=== PROBLEM STATEMENT ===
Repeat the records verbatim and leave the pictures out of your copy.

------------------------

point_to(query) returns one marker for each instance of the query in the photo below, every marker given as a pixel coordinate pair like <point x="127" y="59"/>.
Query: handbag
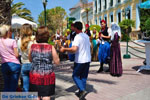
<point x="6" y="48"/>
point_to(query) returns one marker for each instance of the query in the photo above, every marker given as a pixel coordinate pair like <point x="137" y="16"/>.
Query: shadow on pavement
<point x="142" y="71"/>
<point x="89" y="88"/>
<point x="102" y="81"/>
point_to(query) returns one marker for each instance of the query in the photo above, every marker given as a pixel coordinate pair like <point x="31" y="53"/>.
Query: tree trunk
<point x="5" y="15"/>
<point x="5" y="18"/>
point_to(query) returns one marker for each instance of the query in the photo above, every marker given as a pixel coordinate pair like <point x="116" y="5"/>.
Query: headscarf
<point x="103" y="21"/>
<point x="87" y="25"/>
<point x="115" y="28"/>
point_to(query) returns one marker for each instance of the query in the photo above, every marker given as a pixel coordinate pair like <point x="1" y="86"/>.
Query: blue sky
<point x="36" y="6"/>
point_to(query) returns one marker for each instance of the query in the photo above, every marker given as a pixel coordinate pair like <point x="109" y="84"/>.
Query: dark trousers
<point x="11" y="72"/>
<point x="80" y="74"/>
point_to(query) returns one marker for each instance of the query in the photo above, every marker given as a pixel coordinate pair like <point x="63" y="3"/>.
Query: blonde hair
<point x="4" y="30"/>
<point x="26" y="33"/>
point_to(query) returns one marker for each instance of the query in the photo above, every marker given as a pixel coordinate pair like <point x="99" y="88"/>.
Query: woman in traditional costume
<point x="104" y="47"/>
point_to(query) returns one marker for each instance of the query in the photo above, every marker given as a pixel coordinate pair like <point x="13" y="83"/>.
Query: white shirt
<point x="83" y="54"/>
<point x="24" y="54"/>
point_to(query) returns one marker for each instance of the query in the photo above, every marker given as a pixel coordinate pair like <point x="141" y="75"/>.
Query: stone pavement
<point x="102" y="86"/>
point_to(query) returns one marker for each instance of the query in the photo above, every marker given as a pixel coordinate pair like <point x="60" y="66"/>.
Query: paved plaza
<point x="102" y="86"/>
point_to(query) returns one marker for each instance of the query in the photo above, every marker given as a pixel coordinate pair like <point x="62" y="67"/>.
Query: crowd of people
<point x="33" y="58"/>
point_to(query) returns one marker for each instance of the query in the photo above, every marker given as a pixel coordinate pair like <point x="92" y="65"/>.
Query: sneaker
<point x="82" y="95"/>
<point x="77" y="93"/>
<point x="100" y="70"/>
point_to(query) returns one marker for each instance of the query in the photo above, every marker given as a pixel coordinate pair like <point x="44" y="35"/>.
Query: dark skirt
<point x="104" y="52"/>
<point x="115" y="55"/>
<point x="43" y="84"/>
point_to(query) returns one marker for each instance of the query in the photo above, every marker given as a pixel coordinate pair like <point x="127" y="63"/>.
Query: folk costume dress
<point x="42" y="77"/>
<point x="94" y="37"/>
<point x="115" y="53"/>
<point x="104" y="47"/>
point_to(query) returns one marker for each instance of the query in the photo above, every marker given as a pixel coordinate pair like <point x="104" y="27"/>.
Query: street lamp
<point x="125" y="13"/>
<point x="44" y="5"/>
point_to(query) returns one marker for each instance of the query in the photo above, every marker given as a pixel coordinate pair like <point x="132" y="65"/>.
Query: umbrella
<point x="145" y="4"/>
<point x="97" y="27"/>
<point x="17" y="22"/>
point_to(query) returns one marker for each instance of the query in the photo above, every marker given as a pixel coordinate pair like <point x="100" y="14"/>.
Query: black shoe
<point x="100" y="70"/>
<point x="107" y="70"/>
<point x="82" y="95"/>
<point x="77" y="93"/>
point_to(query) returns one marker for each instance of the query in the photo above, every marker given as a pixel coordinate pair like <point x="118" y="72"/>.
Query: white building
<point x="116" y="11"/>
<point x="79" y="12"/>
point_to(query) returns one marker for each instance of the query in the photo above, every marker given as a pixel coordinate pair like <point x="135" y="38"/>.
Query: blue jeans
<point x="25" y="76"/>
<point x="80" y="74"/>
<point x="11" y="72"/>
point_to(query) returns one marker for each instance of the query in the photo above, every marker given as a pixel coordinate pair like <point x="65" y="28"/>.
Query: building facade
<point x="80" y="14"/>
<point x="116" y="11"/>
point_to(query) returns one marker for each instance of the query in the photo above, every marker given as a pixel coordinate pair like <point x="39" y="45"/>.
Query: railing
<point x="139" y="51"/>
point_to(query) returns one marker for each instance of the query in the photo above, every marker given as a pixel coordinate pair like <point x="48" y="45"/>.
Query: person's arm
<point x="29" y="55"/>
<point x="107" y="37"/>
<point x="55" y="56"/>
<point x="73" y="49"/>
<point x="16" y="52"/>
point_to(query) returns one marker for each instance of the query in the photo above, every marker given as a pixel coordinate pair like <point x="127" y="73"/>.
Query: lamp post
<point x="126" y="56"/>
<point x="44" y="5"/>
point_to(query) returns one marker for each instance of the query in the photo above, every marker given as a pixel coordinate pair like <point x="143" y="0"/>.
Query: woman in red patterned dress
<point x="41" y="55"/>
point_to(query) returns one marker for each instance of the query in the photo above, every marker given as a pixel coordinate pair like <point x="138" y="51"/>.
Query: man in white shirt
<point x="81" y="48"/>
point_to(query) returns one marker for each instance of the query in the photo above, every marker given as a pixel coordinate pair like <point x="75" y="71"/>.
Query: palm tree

------------------------

=== PROBLEM SOLUTION ===
point_to(query) returns one marker for each instance of the query in the photo below, every marker given as a pixel coordinate pair like <point x="127" y="59"/>.
Query: handbag
<point x="6" y="48"/>
point_to(query) returns one marker for each instance of the query in the photo above, every marker given as a pixel coordinate pair like <point x="137" y="16"/>.
Query: shadow on pavement
<point x="142" y="71"/>
<point x="89" y="88"/>
<point x="102" y="81"/>
point_to(query) returns one marker for each instance of the query in the photo above, every marker given as a pixel coordinate pair like <point x="31" y="53"/>.
Query: tree trunk
<point x="5" y="15"/>
<point x="5" y="18"/>
point_to(query) returns one marker for each instance of the query in the photo above, every marker given as a pixel coordinate pair like <point x="116" y="5"/>.
Query: headscarf
<point x="103" y="21"/>
<point x="87" y="25"/>
<point x="115" y="28"/>
point_to(query) returns one marker for each instance of the query in the photo above, every marker given as a pixel coordinate pair like <point x="1" y="86"/>.
Query: blue sky
<point x="36" y="6"/>
point_to(query) returns one marker for each instance of the query in the photo above, every marker given as a pixel coordinate pair like <point x="109" y="84"/>.
Query: dark trousers
<point x="11" y="72"/>
<point x="80" y="74"/>
point_to(query) returns one marker for each instance of the query in the photo above, every marker given as a pixel coordinate pair like <point x="63" y="3"/>.
Query: blonde hair
<point x="4" y="30"/>
<point x="26" y="33"/>
point_to(query) returns one marker for each instance of the query in the photo above, every marker given as a pixel coordinate pair like <point x="99" y="88"/>.
Query: woman in traditional costume
<point x="104" y="47"/>
point_to(query) returns one marker for each instance of the query in the photo above, every marker given as a pixel coordinate pair like <point x="13" y="83"/>.
Query: white shirt
<point x="83" y="54"/>
<point x="24" y="54"/>
point_to(query) returns one marker for each instance of the query in the photo above, every marker given as a pixel coordinate pair like <point x="141" y="75"/>.
Query: stone pavement
<point x="102" y="86"/>
point_to(query) returns one marker for each instance of the query in the photo above, every marker given as a pixel coordinate pair like <point x="60" y="66"/>.
Query: paved plaza
<point x="102" y="86"/>
point_to(query) returns one marker for each instance of the query in the photo above, every marker given as a pixel coordinate pair like <point x="62" y="67"/>.
Query: crowd of people
<point x="33" y="58"/>
point_to(query) returns one marker for each instance of the query in the photo above, every marker given as a pixel coordinate pair like <point x="92" y="65"/>.
Query: sneaker
<point x="82" y="95"/>
<point x="77" y="93"/>
<point x="100" y="70"/>
point_to(query) returns one marker for each instance of the query in the photo above, every marker given as a pixel coordinate pair like <point x="44" y="35"/>.
Query: dark skirt
<point x="104" y="52"/>
<point x="115" y="55"/>
<point x="43" y="84"/>
point_to(query) returns one marker for each instance of the query in the photo above, every marker given as a pixel coordinate pair like <point x="127" y="63"/>.
Query: folk costume dress
<point x="42" y="77"/>
<point x="94" y="37"/>
<point x="115" y="53"/>
<point x="104" y="47"/>
point_to(query) returns one marker for each instance of the query in the photo above, every marker given as a pixel coordinate pair like <point x="104" y="27"/>.
Query: street lamp
<point x="125" y="13"/>
<point x="44" y="5"/>
point_to(query) returns one marker for each instance of the query in the photo above, every marker given as a pixel coordinate pair like <point x="132" y="65"/>.
Query: umbrella
<point x="145" y="4"/>
<point x="97" y="27"/>
<point x="17" y="22"/>
point_to(query) returns one marker for each instance of the query in the photo above, every marker given as a pixel coordinate pair like <point x="100" y="14"/>.
Query: black shoe
<point x="100" y="70"/>
<point x="107" y="70"/>
<point x="82" y="95"/>
<point x="77" y="93"/>
point_to(query) returns one marker for each instance of the query in the photo above, every marker given as a pixel coordinate pair like <point x="118" y="72"/>.
Query: white building
<point x="116" y="11"/>
<point x="79" y="12"/>
point_to(query) returns one marker for each instance of the query in the photo above, every marker given as a pixel coordinate pair like <point x="135" y="38"/>.
Query: blue jeans
<point x="25" y="76"/>
<point x="80" y="74"/>
<point x="11" y="72"/>
point_to(query) returns one marker for each instance of the query in the photo above, every marker given as a pixel coordinate pair like <point x="65" y="28"/>.
Query: building facade
<point x="80" y="14"/>
<point x="116" y="11"/>
point_to(query) returns one marker for each instance of the query in the photo above, every marker given as a pixel coordinate pair like <point x="39" y="45"/>.
Query: railing
<point x="139" y="51"/>
point_to(query) returns one marker for each instance of the query in the photo above, every marker given as a pixel coordinate pair like <point x="48" y="45"/>.
Query: person's arm
<point x="29" y="55"/>
<point x="107" y="37"/>
<point x="55" y="56"/>
<point x="73" y="49"/>
<point x="16" y="52"/>
point_to(query) returns one marker for each instance of the query in the photo above, every marker given as a pixel coordinate pair like <point x="127" y="73"/>.
Query: lamp post
<point x="126" y="56"/>
<point x="44" y="5"/>
point_to(query) returns one marker for each instance of the query in the photo above, every marker given as a pixel coordinate pair like <point x="143" y="0"/>.
Query: woman in red patterned dress
<point x="41" y="55"/>
point_to(query) returns one marker for each instance of the query in the photo above, every marker given as a pixel coordinate pair like <point x="138" y="51"/>.
Query: man in white shirt
<point x="81" y="48"/>
point_to(query) returns one marker for each instance of the query in the photo above, every marker given as a pixel coordinate pair like <point x="75" y="71"/>.
Query: palm tree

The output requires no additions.